§ **To do**
In the text titled "Waiting For" below, please list each sentence of the opening quotation from Sven Lindqvist, one per line.

§ **Text block**
Waiting For

"You already know enough. So do I. It is not knowledge we lack. What is missing is the courage to understand what we know and to draw conclusions." (Sven Lindqvist, Exterminate All the Brutes)

The idea of “the facts” has done a lot of damage in its career, but one of its most insidious effects is its ability to justify inaction. “Until we know all the facts, we can’t” is a phrase that gets placed at the beginning of many a cowardly sentence; in a world where “we may never know what really happened,” waiting for all the facts to come out is a little like waiting for Jesus to come and fix things. When we don’t want to act, it can be a relief to pretend we don’t know what we know—to arbitrarily raise the standards of proof we require—and pose as skeptics, as reasonable doubters. When we don’t like the opinions that we might otherwise find ourselves holding, waiting for “the facts” can be a wonderful alibi from looking honestly at we know.

Annotated photo localization data
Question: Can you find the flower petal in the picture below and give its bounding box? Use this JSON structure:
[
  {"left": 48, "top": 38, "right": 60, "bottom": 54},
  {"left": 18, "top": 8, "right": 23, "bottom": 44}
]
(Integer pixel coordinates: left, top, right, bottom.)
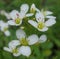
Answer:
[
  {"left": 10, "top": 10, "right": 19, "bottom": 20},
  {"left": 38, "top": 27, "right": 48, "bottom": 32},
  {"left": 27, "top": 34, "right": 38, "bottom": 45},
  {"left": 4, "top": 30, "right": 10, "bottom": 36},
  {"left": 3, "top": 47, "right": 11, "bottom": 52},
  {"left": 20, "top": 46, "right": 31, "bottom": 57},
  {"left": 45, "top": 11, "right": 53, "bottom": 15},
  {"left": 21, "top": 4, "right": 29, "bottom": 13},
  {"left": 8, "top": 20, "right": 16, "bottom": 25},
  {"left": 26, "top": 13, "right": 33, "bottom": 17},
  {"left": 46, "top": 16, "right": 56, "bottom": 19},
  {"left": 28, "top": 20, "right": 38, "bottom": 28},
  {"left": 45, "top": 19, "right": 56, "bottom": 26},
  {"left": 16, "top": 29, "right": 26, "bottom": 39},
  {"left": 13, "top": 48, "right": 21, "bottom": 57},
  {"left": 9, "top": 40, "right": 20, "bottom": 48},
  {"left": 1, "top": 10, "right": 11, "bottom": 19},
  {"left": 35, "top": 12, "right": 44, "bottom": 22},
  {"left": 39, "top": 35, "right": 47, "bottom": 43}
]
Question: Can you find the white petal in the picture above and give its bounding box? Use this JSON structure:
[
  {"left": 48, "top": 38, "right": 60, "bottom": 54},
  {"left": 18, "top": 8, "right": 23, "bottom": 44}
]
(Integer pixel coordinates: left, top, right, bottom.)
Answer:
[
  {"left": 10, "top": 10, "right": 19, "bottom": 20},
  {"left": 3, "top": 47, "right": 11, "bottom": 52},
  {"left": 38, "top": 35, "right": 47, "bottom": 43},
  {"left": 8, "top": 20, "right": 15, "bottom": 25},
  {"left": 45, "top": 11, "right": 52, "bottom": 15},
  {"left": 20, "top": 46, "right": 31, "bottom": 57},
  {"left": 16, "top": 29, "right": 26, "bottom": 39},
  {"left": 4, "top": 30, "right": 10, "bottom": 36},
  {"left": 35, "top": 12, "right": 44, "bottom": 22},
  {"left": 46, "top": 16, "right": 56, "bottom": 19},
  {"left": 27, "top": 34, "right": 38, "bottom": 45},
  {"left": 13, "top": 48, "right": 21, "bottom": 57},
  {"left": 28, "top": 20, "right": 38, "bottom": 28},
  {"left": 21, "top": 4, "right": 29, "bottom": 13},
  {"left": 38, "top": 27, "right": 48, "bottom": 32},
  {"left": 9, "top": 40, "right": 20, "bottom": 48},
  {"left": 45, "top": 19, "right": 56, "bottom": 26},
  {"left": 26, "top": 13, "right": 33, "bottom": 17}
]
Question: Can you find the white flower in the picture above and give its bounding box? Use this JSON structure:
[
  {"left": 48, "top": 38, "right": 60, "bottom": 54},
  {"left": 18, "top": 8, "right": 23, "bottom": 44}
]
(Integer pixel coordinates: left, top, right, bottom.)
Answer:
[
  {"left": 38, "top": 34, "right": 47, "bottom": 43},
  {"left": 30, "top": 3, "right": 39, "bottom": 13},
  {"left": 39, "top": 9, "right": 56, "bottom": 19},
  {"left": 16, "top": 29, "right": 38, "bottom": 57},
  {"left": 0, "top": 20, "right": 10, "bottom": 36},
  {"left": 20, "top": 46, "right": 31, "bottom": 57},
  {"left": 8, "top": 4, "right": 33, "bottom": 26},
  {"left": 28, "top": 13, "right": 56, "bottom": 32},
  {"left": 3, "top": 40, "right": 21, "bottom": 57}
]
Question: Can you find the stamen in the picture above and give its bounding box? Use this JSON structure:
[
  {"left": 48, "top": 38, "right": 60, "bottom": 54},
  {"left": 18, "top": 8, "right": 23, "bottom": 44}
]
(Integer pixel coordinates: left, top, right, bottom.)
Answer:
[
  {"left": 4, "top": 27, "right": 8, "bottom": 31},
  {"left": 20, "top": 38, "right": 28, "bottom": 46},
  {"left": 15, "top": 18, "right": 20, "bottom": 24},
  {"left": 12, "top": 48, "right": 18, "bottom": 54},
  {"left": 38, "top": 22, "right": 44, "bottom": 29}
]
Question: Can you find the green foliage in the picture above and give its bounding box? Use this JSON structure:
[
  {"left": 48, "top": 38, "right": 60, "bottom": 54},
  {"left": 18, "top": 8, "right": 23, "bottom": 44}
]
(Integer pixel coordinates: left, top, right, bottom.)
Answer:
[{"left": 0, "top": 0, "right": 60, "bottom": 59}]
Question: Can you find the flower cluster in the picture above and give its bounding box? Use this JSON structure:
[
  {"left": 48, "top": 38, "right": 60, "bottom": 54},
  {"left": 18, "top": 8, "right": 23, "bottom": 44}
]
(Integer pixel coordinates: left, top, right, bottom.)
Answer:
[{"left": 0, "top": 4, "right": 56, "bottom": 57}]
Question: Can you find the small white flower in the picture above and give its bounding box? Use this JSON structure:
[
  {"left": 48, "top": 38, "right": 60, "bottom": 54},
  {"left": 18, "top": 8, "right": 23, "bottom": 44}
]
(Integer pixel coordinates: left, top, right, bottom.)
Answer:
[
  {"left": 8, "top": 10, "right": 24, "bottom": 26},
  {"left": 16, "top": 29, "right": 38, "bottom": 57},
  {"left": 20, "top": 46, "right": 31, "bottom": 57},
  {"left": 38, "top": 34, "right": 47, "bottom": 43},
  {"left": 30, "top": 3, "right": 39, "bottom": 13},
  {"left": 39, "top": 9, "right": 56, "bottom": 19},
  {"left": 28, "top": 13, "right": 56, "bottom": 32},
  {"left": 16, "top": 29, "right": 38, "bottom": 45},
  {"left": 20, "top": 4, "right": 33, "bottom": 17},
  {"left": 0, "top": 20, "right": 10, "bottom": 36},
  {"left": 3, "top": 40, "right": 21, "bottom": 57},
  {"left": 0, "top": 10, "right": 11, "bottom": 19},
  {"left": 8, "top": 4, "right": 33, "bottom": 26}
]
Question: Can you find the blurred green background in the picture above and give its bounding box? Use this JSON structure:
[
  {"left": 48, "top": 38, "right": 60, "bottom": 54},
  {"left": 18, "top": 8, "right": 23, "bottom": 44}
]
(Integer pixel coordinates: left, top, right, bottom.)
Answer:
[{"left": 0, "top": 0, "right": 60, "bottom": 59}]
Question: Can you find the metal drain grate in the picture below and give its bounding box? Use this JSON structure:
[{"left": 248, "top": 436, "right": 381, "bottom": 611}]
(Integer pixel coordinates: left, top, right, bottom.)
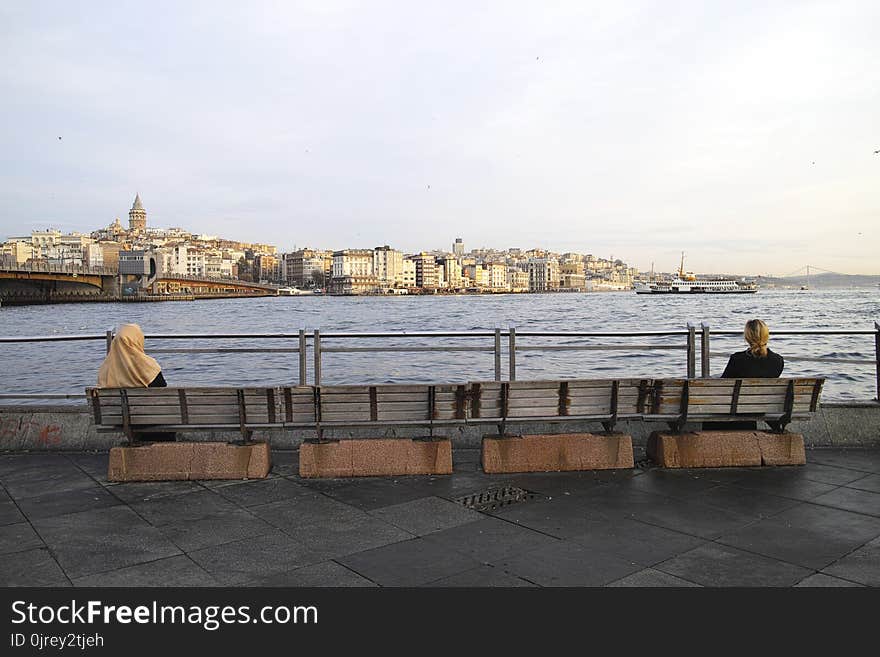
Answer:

§ **Solved exercise**
You already know enough.
So do I.
It is not knowledge we lack.
What is missing is the courage to understand what we know and to draw conclusions.